PAGE EXTRACT:
○ ○ ○ ○ ○ ○ ○

The House-Museum of Ivan Krylov () opened in 1979 in Novocherkassk, Rostov oblast, Russia and is devoted to the exhibition of the Russian and Soviet theatre painter's pieces of art, as well as to the research and study of Cossacks households. It is an affiliate of the Museum of Don Cossacks. An historic building of the museum is considered to be an object of cultural heritage.

History 
Theatre painter Ivan Ivanovich Krylov was born in Stanitsa of Yelizavetinskaya, Don Host Oblast, Russian Empire on 6 December 1860. After his education at the Military Gymnasia in Novocherkassk, Krylov enrolled at the Saint Petersburg Academy of Arts. Following his education, Krylov worked in Saint-Petersburg, Siverskaya and Moscow. At this period, he created several paintings: Ice on Neva, View of Moscow from Sparrow Hills and other. Part of these works was bought by Grand Duke Sergey Aleksandrovich. View of Moscow from Sparrow Hills is exhibited in the museum. 

In the 1900s, Krylov traveled to Crimea and Caucasus and produced a series of works about Southern Russia include: Coast in Taganrog, Novorossiysk Bay, Path on Mashuk mountain, Mole in Tagnrog, Lighthouse at night, Taganrog Stairs. He painted a number of works on the Don region (the steppe of Don, rivers, flowers) and got the nickname "Singer of the Don steppe". He then returned to Novocherkassk and settled with his wife Elizaveta Ivanovna Krylova (Burgkhard) and daughter. In Novocherkassk Krylov taught at Politehnica University.

○ ○ ○ ○ ○ ○ ○

STATED GOAL 1:
From the Krylov House-Museum article, reproduce the passage starting with "The House-Museum of" and going on through "of cultural heritage.".
STATED GOAL 2:
Condense the paragraph of the Krylov House-Museum article that begins "In the 1900s, Krylov traveled" into a short bulleted list that keeps its main facts.
STATED GOAL 3:
Write the next part of the Krylov House-Museum article, picking up after its final sentence.

○ ○ ○ ○ ○ ○ ○

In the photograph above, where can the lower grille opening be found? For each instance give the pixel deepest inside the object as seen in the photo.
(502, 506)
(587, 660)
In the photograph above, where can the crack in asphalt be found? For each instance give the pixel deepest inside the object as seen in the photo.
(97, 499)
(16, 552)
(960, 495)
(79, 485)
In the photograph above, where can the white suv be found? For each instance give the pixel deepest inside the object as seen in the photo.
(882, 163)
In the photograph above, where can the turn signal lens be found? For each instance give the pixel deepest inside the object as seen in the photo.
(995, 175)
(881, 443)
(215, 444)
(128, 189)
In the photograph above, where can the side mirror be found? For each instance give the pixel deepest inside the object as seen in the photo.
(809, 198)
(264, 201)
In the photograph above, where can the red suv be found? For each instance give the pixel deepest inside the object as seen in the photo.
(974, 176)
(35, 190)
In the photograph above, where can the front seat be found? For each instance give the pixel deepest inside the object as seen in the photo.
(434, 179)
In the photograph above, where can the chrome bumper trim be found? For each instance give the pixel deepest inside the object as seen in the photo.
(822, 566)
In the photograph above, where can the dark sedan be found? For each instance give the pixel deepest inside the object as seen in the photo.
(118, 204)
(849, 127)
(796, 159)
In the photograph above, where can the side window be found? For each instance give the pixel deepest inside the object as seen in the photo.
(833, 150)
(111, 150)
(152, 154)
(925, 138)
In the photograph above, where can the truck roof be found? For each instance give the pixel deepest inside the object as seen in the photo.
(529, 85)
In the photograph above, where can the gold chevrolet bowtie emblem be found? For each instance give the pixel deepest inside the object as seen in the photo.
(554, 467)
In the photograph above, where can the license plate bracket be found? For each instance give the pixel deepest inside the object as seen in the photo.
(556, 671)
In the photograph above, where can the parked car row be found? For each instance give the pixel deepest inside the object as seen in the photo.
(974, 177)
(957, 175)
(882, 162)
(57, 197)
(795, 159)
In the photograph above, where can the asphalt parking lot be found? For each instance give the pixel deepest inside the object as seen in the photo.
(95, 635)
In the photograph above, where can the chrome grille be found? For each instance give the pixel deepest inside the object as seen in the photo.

○ ○ ○ ○ ○ ○ ○

FINAL ANSWER 1:
The House-Museum of Ivan Krylov () opened in 1979 in Novocherkassk, Rostov oblast, Russia and is devoted to the exhibition of the Russian and Soviet theatre painter's pieces of art, as well as to the research and study of Cossacks households. It is an affiliate of the Museum of Don Cossacks. An historic building of the museum is considered to be an object of cultural heritage.

FINAL ANSWER 2:
- In the 1900s, Krylov traveled to Crimea and the Caucasus and painted a series of works about Southern Russia, including scenes of Taganrog, Novorossiysk Bay and Mashuk mountain.
- He painted many works on the Don region, such as its steppe, rivers and flowers, which earned him the nickname "Singer of the Don steppe."
- He returned to Novocherkassk, where he settled with his wife, Elizaveta Ivanovna Krylova (Burgkhard), and their daughter.
- In Novocherkassk he taught at Politehnica University.

FINAL ANSWER 3:
Krylov's house was constructed near the second half of the 19th century. It is a typical Сossaсk dwelling-house in Novocherkassk of this period. Ivan Ivanovich hosted art exhibitions at this house. He died on 14 November 1936 and was buried at the Novocherkassk cemetery. Ivan Ivanivich bequeathed to the city near 900 his paintings. His house was center of cultural life of Novocherkassk. A lot of eminent persons of Russian and Soviet culture attended this place. Among the visitors were: Aleksandr Kuprin, Konstantin Trenyov, Alexander Serafimovich, Nikolay Dubovskoy, Mitrofan Grekov, Mikhail Erdenko, K. Dumchev, A. Listopadov and others. The opening ceremony of the house-museum of Ivan Krylov took place on 1 June 1979.

Description 
The house-museum consists of a wooden annex with porch, hall and four-room residential section. Seventy percent of showpieces are devoted to the Krylov's biography. Walls are decorated by his paintings, sketches and self-portrait. A rocking-chair, chess table, gramophone, mandolin, samovar, earthenware pot are exhibited in the Grekov's dwelling. Exhibitions of work of Novocherkassk painters are displayed in the exhibition hall of the museum, which is located in the Krylov's workshop.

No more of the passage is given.